What is needed =>
Update these lines by replacing "vision detector" with "object detector" everywhere it occurs, and leave everything else unchanged.

Provided data =>
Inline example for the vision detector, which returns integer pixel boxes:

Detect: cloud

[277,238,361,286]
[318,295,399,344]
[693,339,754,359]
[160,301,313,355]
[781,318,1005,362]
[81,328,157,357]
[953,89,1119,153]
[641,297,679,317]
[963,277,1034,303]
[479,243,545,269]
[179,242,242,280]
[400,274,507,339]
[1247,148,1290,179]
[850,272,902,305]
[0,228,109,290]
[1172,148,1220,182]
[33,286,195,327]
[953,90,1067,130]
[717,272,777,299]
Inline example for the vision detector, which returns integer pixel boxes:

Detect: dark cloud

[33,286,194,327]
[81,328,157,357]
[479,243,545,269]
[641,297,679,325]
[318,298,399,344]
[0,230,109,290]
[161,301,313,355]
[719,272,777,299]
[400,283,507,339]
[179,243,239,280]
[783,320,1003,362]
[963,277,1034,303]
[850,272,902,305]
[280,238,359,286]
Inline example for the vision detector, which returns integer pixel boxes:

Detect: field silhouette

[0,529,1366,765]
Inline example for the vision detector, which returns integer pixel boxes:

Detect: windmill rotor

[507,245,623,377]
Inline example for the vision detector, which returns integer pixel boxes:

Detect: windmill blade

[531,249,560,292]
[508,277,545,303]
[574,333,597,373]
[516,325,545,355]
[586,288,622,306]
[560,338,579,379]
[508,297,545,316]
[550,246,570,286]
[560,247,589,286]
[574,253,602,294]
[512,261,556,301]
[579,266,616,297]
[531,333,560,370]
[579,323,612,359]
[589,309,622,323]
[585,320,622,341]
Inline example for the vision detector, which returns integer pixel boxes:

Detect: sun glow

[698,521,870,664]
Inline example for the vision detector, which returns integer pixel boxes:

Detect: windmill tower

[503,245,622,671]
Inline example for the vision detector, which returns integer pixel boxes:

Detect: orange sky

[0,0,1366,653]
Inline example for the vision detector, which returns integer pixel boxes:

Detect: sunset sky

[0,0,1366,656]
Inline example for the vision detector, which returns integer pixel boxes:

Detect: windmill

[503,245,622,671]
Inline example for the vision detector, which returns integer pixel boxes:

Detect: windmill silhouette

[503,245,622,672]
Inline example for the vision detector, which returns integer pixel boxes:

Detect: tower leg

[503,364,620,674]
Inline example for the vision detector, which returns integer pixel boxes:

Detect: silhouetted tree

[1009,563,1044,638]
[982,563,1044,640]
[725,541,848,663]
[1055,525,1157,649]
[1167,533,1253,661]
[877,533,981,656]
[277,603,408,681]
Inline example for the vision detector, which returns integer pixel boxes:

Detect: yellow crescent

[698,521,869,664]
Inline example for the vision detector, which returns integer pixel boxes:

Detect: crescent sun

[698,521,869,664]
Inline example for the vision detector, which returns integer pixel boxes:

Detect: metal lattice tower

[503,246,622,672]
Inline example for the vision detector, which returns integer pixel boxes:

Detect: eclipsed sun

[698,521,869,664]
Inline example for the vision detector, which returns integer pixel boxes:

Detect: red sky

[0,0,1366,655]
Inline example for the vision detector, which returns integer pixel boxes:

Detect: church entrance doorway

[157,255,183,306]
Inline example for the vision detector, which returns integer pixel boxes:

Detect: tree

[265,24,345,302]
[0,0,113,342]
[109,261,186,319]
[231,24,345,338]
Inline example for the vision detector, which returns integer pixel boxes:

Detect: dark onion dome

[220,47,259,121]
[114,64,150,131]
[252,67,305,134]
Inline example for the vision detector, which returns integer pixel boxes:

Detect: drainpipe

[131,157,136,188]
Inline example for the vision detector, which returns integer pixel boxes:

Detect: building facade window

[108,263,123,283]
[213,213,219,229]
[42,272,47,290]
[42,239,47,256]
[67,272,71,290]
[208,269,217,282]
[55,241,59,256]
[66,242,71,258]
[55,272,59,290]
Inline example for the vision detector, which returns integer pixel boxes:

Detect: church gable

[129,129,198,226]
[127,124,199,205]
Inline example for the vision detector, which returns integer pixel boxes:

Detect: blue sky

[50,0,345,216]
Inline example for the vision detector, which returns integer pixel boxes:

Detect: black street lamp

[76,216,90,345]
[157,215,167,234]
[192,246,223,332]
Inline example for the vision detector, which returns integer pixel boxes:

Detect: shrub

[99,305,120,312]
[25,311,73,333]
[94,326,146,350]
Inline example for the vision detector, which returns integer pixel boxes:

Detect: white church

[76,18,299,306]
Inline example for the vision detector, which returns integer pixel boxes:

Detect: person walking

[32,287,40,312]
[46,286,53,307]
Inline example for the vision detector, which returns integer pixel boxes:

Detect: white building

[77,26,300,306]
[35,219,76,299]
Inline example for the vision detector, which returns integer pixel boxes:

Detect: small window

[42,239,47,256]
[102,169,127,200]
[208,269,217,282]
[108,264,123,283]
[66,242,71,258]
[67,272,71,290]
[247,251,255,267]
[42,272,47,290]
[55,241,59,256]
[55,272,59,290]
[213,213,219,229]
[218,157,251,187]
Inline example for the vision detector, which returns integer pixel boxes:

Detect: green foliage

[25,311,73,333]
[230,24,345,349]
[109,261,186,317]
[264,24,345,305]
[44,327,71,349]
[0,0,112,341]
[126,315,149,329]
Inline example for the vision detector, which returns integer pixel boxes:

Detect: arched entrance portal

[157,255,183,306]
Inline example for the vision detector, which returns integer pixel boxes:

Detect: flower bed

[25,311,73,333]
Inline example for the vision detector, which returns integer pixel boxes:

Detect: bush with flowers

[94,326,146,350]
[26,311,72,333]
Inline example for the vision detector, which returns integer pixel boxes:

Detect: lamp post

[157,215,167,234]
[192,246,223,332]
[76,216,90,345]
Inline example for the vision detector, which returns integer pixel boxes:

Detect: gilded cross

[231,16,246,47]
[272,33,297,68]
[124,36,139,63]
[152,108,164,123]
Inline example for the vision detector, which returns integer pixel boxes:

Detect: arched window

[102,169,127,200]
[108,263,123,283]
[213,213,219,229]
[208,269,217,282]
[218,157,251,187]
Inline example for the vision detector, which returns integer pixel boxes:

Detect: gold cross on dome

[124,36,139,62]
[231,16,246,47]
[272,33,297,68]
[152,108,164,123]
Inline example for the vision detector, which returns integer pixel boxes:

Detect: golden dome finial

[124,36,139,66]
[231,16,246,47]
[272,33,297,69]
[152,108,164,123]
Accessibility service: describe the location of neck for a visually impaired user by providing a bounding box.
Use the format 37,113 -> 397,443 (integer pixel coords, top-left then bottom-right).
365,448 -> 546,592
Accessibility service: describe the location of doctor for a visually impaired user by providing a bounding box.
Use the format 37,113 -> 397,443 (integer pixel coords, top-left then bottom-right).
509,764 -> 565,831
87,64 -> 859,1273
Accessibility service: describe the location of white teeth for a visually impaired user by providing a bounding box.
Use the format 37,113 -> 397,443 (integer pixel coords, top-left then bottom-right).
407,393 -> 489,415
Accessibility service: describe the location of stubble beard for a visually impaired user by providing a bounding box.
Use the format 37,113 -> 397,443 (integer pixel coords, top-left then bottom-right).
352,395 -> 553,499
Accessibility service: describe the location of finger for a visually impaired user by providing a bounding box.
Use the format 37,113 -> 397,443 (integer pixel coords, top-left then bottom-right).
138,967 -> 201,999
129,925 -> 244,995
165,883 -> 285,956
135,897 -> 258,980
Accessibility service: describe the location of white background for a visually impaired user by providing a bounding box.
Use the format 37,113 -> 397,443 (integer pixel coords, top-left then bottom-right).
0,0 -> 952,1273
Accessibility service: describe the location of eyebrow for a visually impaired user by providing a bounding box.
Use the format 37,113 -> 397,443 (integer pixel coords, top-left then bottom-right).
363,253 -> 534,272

Solution =>
Inline example for the object detector, which returns integer pixel boxes:

Detect: cloud

[277,238,361,286]
[318,295,399,344]
[693,339,754,359]
[160,301,313,355]
[781,318,1005,362]
[81,328,157,357]
[953,89,1119,153]
[641,297,679,317]
[963,277,1034,303]
[479,243,545,269]
[179,242,242,280]
[400,274,507,339]
[1247,148,1290,179]
[850,272,902,305]
[0,228,109,290]
[1172,148,1220,182]
[33,286,195,327]
[953,90,1067,130]
[717,272,777,299]
Inline example for the object detector, which returns integer pixel boxes:

Detect: dark cloud

[33,286,194,327]
[81,328,157,357]
[479,243,545,269]
[641,297,679,325]
[318,298,399,344]
[0,230,109,290]
[161,301,313,355]
[719,272,777,299]
[400,283,507,339]
[179,243,239,280]
[783,320,1003,362]
[963,277,1034,303]
[850,272,902,305]
[280,238,359,286]
Inline example for the object detector, which returns integer pixel boxes:

Detect: field silhouette

[0,529,1366,765]
Inline example for the object detector, which returns integer pixel boxes:

Detect: windmill rotor

[507,245,623,377]
Inline example for the object detector, which returns integer pixel boxes:

Detect: windmill blade

[531,249,560,292]
[508,277,545,303]
[574,333,597,373]
[516,325,545,355]
[586,288,622,306]
[560,338,579,379]
[508,297,545,316]
[550,246,570,286]
[560,247,589,286]
[574,253,602,294]
[512,261,556,301]
[579,266,616,297]
[531,333,560,370]
[579,323,612,359]
[589,309,622,323]
[585,320,622,341]
Inline example for the object detector, which returns integer pixel boxes:

Detect: sun glow

[698,521,870,664]
Inline example for the object detector, which returns integer pixel boxes:

Detect: windmill tower

[503,245,622,671]
Inline example for the object detector, which returns integer pixel boxes:

Detect: orange sky

[0,0,1366,653]
Inline example for the object detector, which returns integer pixel boxes:

Detect: sunset sky

[0,0,1366,656]
Inline example for the object detector, which returns integer pixel boxes:

Detect: windmill

[503,245,622,671]
Inline example for the object detector, which returns integer pixel boxes:

Detect: windmill silhouette

[503,245,622,672]
Inline example for the object detector, which returns integer pixel boxes:

Detect: tower leg

[503,364,620,674]
Inline example for the object detector, which returns integer pixel boxes:

Detect: silhouetted tree

[1009,563,1044,638]
[982,563,1044,640]
[725,541,848,663]
[1055,525,1157,649]
[1167,533,1253,661]
[877,533,981,656]
[277,603,408,681]
Inline example for the object detector, which returns integer pixel boxes:

Detect: yellow crescent

[698,521,869,664]
Inline example for the object detector, which returns integer pixel boxes:

Detect: crescent sun

[698,521,869,664]
Inline example for the object detector, which returns integer pixel boxes:

Detect: metal lattice tower

[503,246,622,672]
Inline example for the object detector, which returns integer pixel boxes:

Detect: eclipsed sun

[698,521,869,664]
Inline example for the object detector, which returns integer pixel boxes:

Detect: red sky

[0,0,1366,655]
Inline example for the object detector, which returns integer pixel boxes:

Detect: church entrance doorway

[157,255,183,306]
Inline example for the object detector, which returns integer pixel boxes:

Detect: tree

[265,24,345,302]
[0,0,113,342]
[109,261,186,319]
[231,24,345,338]
Inline example for the object detector, which returns integer pixel boxes:

Detect: dark onion dome

[220,47,259,121]
[114,64,150,131]
[252,67,305,134]
Inline example for the object detector, which returns integer pixel boxes:

Detect: drainpipe

[131,157,136,188]
Inline example for the object detector, which returns integer pixel boxes:

Detect: building facade window

[108,263,123,283]
[213,213,219,229]
[42,272,47,290]
[42,239,47,256]
[67,272,71,290]
[208,269,217,282]
[55,241,59,256]
[66,242,71,258]
[55,272,59,290]
Inline example for the object detector, which returns integer pixel boxes:

Detect: church gable

[129,129,198,226]
[127,124,199,205]
Inline example for the object detector, which returns integer pixel boxes:

Detect: blue sky

[50,0,345,216]
Inline example for the object detector, which returns integer pixel boxes:

Detect: black street lamp

[76,216,90,345]
[157,215,167,234]
[192,246,223,332]
Inline example for the object detector, which returns integer pixel boxes:

Detect: shrub

[99,305,120,312]
[25,311,73,333]
[94,326,146,350]
Inline example for the object detector, which returns integer pixel boxes:

Detect: white church

[76,18,299,306]
Inline example for the object detector, which returns integer pixel boxes:

Detect: person walking

[32,287,40,312]
[46,286,53,307]
Inline example for the object detector, which returns integer pixel boxes:

Detect: white building

[77,26,300,306]
[35,219,76,299]
Inline example for the object detector, which returns integer pixel boxes:

Detect: small window

[42,239,47,256]
[102,169,127,200]
[208,269,217,282]
[108,264,123,283]
[66,242,71,258]
[67,272,71,290]
[247,251,255,267]
[42,272,47,290]
[55,241,59,256]
[55,272,59,290]
[213,213,219,229]
[218,157,251,187]
Inline example for the object detector, which returns integer pixel boxes:

Detect: green foliage

[25,311,73,333]
[230,24,345,349]
[109,261,186,317]
[264,24,345,305]
[44,327,71,349]
[0,0,112,341]
[126,315,149,329]
Inline example for the object detector, which returns integer pixel boxes:

Detect: arched entrance portal

[157,255,183,306]
Inline example for the object detector, which returns integer pixel boxes:

Detect: flower bed

[25,311,73,333]
Inline example for the object detector, which returns integer pixel boxes:

Detect: bush with flowers

[94,326,146,350]
[26,311,72,333]
Inline example for the object detector, which returns integer pixel boxes:

Detect: lamp post

[157,215,167,234]
[192,246,223,332]
[76,216,90,345]
Inline example for the object detector, which returns integer pixel boxes:

Detect: gilded cross

[231,16,246,47]
[272,33,297,68]
[124,36,139,63]
[152,108,164,123]
Inline example for the object detector, which returns integer pixel boxes:

Detect: arched window

[102,169,127,200]
[108,263,123,283]
[213,213,219,229]
[208,269,217,282]
[218,157,251,187]
Inline example for the object detector, which returns integer pixel boxes:

Detect: gold cross on dome

[124,36,139,62]
[231,16,246,47]
[272,33,297,68]
[152,108,164,123]
Inline example for the object detector, which returns integer pixel boxes:

Detect: golden dome finial

[124,36,139,66]
[231,16,246,47]
[272,33,297,69]
[152,108,164,123]
Accessibility service: describe the location of neck for a visually impaired user by providing a bounding box.
Use the format 37,113 -> 397,443 (integer pixel coords, top-left then bottom-right).
365,448 -> 546,592
Accessibility service: describe the location of doctor for a visually impaired user by providing a bounding box.
Use the format 37,113 -> 397,443 (integer pixel coords, top-left then bottom-right).
509,764 -> 565,831
87,64 -> 859,1273
Accessibility service: describe the location of white teeth for a visually impaired user by providing a bounding box.
Use the format 37,113 -> 397,443 (integer pixel coords, top-left then bottom-right).
407,393 -> 489,415
Accessibility service: describe the location of stubble beard for a visually impaired user by providing a bounding box.
Use the format 37,113 -> 397,443 (integer pixel coords, top-left then bottom-right).
352,395 -> 553,499
Accessibility service: describe the location of finger for a visually impaired user by providing a bounding box.
Use the format 37,113 -> 397,443 (integer pixel coords, top-left then bottom-right).
138,967 -> 201,999
129,925 -> 244,995
165,883 -> 285,956
135,897 -> 258,980
Accessibility service: describe the location of white background for a visually impaired user by providing a bounding box.
Use the format 37,113 -> 397,443 (integer pixel coords, top-left then bottom-right).
0,0 -> 952,1273
Accessibility service: describe the location of eyebrow for a visually impaired user by providing a bounding box.
Use the format 37,113 -> 397,443 (integer pixel coords, top-left then bottom-right).
363,253 -> 534,272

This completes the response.